[Items listed in a dataset]
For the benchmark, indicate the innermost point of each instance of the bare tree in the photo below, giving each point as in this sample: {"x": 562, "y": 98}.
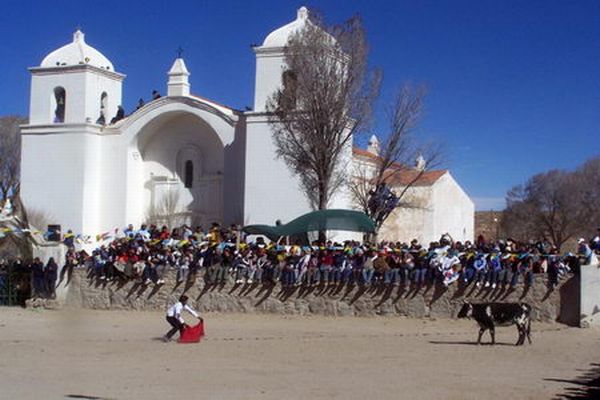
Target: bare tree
{"x": 395, "y": 159}
{"x": 10, "y": 156}
{"x": 547, "y": 207}
{"x": 324, "y": 101}
{"x": 588, "y": 182}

Objective >>
Write out the records above again line for line, and offset every x and y coordinate in the answers by adding 38 to it. Keep all other text unchanged, including the sample point, and leave out the pictures.

Exercise response >>
For the benchmark, indicate the innermost point of each instance of the bare tree in the photo below, giving each point as in this sample: {"x": 562, "y": 98}.
Target: bare tree
{"x": 433, "y": 197}
{"x": 48, "y": 194}
{"x": 585, "y": 245}
{"x": 362, "y": 139}
{"x": 626, "y": 220}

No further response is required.